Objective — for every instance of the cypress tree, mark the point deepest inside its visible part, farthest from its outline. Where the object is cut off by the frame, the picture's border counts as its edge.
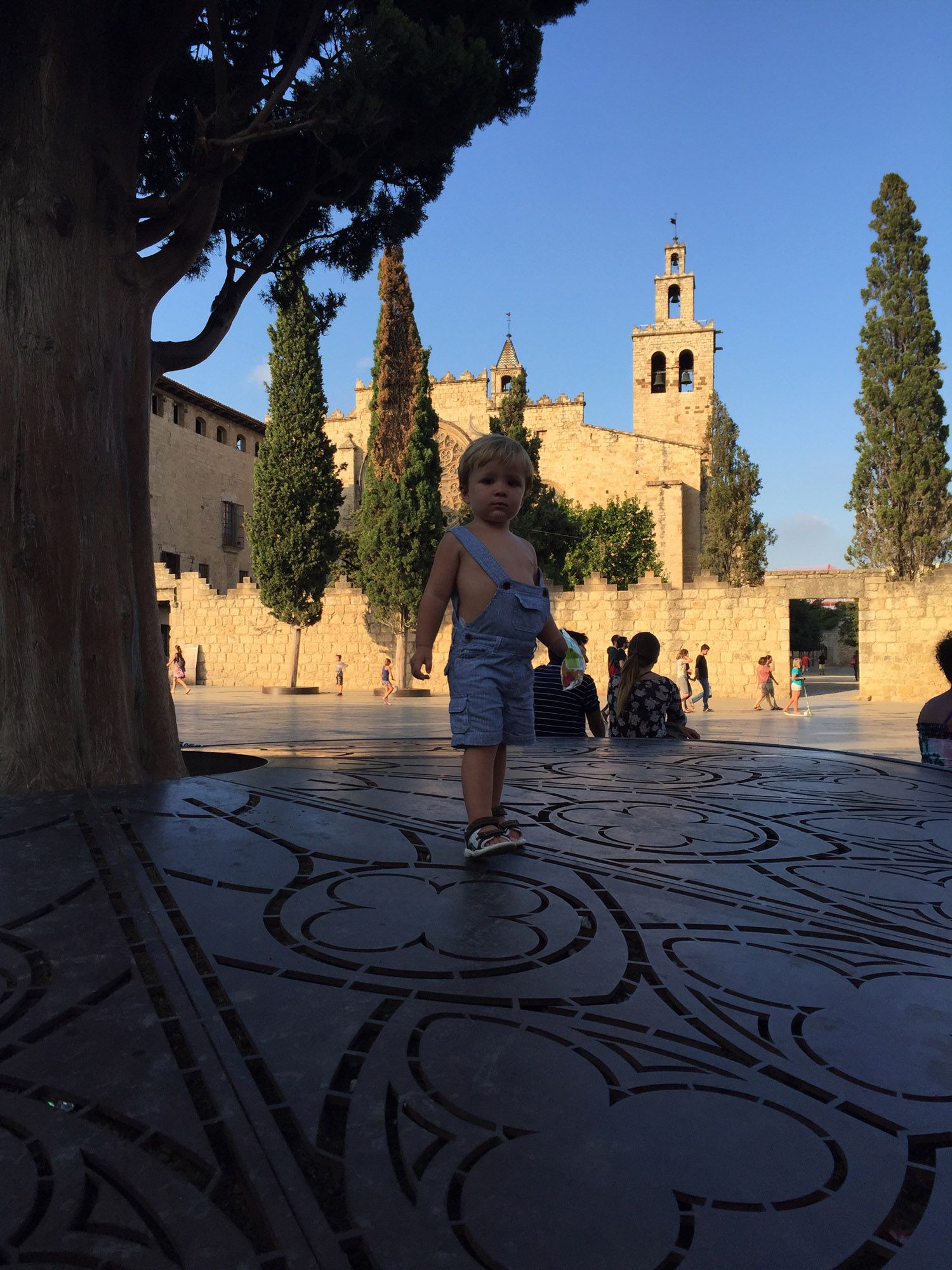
(400, 520)
(901, 488)
(736, 534)
(544, 519)
(298, 492)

> _Brief_
Can you retype every row above word for word, leaving out the picture?

> _Output for this task_
Objective — for every instance of the cypress tree, mark the point deepest inside its visible part, farthest from its outline. Where the object is cut off by the frame, the picture's border counts as its edge.
(400, 520)
(901, 488)
(736, 534)
(544, 519)
(298, 492)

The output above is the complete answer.